*** The data ***

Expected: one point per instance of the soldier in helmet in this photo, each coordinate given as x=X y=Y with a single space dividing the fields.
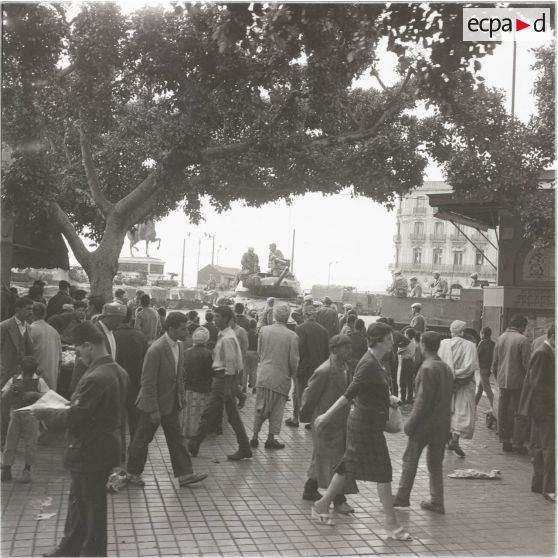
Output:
x=399 y=286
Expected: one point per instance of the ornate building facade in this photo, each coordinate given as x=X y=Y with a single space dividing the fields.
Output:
x=424 y=244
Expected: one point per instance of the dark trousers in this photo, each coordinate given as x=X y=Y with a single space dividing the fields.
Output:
x=176 y=442
x=544 y=456
x=223 y=394
x=434 y=461
x=507 y=410
x=85 y=530
x=407 y=380
x=300 y=384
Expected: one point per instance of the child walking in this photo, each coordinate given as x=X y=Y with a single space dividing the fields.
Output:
x=20 y=391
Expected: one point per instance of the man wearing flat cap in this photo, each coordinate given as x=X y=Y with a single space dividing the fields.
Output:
x=327 y=384
x=93 y=420
x=110 y=318
x=418 y=323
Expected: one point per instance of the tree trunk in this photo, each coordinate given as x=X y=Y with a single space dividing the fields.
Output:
x=103 y=264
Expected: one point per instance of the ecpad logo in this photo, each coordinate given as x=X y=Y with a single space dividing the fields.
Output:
x=506 y=24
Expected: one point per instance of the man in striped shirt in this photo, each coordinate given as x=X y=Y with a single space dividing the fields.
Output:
x=227 y=363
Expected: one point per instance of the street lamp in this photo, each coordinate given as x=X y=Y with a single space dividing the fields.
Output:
x=329 y=271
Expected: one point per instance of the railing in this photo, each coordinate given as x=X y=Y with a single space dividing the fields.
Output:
x=438 y=237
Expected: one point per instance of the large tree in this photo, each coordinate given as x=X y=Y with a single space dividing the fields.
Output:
x=115 y=118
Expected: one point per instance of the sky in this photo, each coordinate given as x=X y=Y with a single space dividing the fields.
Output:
x=348 y=239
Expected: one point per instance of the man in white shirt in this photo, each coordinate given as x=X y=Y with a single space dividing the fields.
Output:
x=227 y=363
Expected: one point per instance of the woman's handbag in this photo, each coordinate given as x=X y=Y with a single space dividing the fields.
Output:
x=395 y=422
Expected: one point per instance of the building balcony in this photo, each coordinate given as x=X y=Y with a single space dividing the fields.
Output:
x=438 y=237
x=457 y=237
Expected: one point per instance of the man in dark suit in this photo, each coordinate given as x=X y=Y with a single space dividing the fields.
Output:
x=160 y=400
x=538 y=401
x=93 y=421
x=15 y=343
x=313 y=350
x=56 y=303
x=131 y=345
x=110 y=318
x=428 y=425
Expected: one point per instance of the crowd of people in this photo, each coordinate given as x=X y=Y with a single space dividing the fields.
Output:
x=128 y=369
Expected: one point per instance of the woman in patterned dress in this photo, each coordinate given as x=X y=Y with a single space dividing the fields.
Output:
x=367 y=456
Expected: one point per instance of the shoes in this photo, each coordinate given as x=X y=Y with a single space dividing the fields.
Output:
x=6 y=474
x=185 y=480
x=456 y=449
x=398 y=534
x=239 y=454
x=26 y=476
x=322 y=518
x=135 y=480
x=400 y=503
x=273 y=444
x=241 y=400
x=57 y=551
x=436 y=508
x=344 y=508
x=193 y=447
x=311 y=496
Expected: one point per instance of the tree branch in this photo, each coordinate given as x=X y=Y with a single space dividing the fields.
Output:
x=375 y=73
x=145 y=192
x=99 y=198
x=67 y=229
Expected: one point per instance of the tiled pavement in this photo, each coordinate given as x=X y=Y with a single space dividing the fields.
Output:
x=254 y=507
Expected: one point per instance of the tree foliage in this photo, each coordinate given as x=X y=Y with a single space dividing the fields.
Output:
x=114 y=118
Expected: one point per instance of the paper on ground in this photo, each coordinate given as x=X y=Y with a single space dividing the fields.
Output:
x=50 y=400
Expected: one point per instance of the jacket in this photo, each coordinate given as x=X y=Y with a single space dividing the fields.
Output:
x=162 y=387
x=95 y=418
x=278 y=350
x=538 y=396
x=511 y=359
x=131 y=346
x=313 y=348
x=431 y=414
x=13 y=346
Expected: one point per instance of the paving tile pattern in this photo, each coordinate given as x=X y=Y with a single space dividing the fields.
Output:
x=254 y=507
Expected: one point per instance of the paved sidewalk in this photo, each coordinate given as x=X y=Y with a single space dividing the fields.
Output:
x=254 y=507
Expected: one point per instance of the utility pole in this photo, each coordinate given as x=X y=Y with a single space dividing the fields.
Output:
x=183 y=253
x=292 y=252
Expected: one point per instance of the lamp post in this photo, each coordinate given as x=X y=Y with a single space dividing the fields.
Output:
x=329 y=271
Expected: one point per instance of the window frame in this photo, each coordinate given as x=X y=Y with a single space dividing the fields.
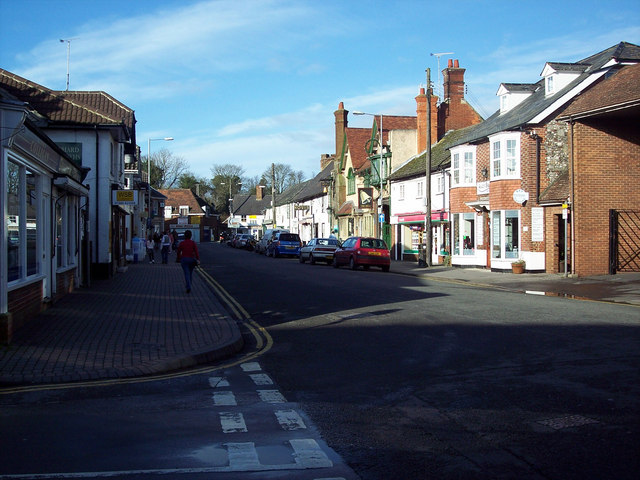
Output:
x=505 y=156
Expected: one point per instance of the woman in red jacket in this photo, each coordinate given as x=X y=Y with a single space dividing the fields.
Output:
x=188 y=256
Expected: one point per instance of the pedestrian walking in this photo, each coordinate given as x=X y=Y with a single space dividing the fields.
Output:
x=150 y=244
x=189 y=257
x=165 y=244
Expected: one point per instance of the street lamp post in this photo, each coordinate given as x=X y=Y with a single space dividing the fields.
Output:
x=149 y=140
x=230 y=197
x=380 y=217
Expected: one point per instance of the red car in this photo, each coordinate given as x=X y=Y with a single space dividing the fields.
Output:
x=363 y=251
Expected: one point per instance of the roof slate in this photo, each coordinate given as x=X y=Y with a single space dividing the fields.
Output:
x=621 y=88
x=64 y=107
x=538 y=102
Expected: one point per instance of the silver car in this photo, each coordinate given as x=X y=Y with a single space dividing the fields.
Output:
x=319 y=249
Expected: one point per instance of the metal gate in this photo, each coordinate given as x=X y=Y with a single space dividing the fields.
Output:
x=624 y=241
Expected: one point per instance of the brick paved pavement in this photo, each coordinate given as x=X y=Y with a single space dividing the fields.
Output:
x=140 y=322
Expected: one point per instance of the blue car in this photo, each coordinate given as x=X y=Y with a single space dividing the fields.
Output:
x=284 y=243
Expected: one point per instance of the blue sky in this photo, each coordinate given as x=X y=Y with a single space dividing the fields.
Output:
x=255 y=82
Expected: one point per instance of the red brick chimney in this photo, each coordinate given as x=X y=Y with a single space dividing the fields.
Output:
x=341 y=124
x=421 y=110
x=454 y=112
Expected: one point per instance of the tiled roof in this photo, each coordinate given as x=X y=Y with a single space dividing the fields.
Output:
x=245 y=204
x=357 y=139
x=440 y=157
x=538 y=102
x=179 y=197
x=63 y=107
x=617 y=90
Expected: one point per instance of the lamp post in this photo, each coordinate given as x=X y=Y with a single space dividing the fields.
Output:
x=149 y=140
x=230 y=197
x=380 y=217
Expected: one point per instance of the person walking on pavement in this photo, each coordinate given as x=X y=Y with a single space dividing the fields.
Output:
x=189 y=257
x=150 y=245
x=166 y=245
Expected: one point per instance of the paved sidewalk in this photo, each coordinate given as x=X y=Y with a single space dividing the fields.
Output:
x=621 y=288
x=140 y=322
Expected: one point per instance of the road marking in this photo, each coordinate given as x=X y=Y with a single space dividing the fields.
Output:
x=251 y=367
x=232 y=422
x=290 y=420
x=217 y=382
x=224 y=398
x=261 y=379
x=271 y=396
x=308 y=454
x=243 y=457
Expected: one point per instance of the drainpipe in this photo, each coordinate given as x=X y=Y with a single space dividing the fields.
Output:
x=97 y=194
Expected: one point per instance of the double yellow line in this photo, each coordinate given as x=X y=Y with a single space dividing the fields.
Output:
x=263 y=340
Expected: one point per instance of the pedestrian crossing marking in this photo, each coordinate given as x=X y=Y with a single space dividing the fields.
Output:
x=308 y=454
x=224 y=398
x=271 y=396
x=232 y=422
x=290 y=420
x=217 y=382
x=251 y=367
x=243 y=456
x=261 y=379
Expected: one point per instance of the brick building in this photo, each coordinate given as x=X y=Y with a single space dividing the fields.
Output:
x=510 y=196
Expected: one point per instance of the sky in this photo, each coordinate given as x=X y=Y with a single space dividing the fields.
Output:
x=256 y=82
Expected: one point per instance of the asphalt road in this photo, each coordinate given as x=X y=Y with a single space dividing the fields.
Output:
x=413 y=379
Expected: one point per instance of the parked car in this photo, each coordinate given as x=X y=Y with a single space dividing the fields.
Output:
x=242 y=240
x=284 y=243
x=363 y=251
x=267 y=238
x=319 y=249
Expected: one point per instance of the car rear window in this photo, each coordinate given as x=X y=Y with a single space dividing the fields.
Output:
x=289 y=237
x=372 y=243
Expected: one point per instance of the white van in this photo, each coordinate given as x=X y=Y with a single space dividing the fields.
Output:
x=261 y=246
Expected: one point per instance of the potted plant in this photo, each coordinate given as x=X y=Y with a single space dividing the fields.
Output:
x=518 y=266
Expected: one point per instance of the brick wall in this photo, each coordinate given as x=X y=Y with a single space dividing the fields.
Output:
x=607 y=176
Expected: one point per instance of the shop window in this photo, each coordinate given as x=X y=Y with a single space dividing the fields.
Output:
x=22 y=222
x=505 y=228
x=464 y=233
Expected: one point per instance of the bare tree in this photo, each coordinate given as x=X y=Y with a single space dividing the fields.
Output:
x=166 y=169
x=227 y=181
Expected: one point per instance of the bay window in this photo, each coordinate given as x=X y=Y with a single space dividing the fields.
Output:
x=505 y=156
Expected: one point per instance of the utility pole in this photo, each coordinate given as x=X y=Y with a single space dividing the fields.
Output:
x=427 y=189
x=273 y=193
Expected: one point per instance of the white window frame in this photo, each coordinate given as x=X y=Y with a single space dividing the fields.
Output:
x=505 y=156
x=463 y=166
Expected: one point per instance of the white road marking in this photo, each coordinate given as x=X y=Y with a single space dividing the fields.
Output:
x=217 y=382
x=243 y=457
x=290 y=420
x=232 y=422
x=271 y=396
x=261 y=379
x=251 y=367
x=224 y=398
x=309 y=454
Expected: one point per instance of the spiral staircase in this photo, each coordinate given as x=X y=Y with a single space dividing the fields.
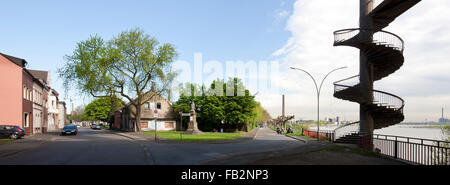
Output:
x=384 y=51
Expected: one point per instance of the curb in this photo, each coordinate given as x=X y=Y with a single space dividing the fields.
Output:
x=147 y=153
x=14 y=152
x=298 y=138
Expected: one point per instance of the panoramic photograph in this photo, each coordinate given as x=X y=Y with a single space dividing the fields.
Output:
x=225 y=90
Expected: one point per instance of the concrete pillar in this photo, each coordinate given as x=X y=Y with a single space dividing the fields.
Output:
x=366 y=70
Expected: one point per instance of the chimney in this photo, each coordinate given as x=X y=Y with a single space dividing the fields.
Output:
x=283 y=106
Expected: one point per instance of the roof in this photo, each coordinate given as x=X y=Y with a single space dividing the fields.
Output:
x=18 y=61
x=42 y=75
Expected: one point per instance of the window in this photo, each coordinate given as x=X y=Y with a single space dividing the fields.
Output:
x=152 y=105
x=169 y=125
x=147 y=106
x=158 y=106
x=26 y=119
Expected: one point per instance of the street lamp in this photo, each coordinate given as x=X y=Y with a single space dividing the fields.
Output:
x=318 y=89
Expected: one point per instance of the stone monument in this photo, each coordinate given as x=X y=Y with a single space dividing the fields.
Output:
x=192 y=125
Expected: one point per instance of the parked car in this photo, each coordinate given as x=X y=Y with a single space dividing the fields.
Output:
x=70 y=129
x=96 y=126
x=11 y=131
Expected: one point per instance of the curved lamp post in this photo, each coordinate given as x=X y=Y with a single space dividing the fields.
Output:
x=318 y=89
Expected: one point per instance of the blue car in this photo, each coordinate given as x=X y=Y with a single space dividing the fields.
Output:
x=69 y=130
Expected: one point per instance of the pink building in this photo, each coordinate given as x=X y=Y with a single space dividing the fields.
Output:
x=11 y=93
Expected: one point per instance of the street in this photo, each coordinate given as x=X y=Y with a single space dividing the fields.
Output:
x=89 y=147
x=103 y=147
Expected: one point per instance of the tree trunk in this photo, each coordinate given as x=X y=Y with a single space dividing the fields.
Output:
x=138 y=118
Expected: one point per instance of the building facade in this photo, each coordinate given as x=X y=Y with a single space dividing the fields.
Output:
x=11 y=93
x=164 y=120
x=62 y=115
x=53 y=111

***

> [The problem] Render the records as a numbered list, starting at the start of the records and ending at the line that contains "x=300 y=384", with both ends included and blank lines left out. Leave the pictures out of the answer.

> [Answer to this task]
1. Expected: one point per instance of the soldier in helmet in this photo, each coordinate given as x=X y=Y with a single space dividing the fields.
2. Output:
3. x=399 y=286
4. Expected: one point per instance of the ornate building facade in this photo, each coordinate given as x=X y=Y with a single space dividing the fields.
5. Output:
6. x=424 y=244
7. Expected: one point per instance of the dark trousers in this photo, each coordinate given as x=X y=Y with a single space dividing the fields.
8. Output:
9. x=176 y=442
10. x=544 y=456
11. x=223 y=394
12. x=434 y=461
13. x=507 y=410
14. x=85 y=530
15. x=407 y=380
16. x=300 y=384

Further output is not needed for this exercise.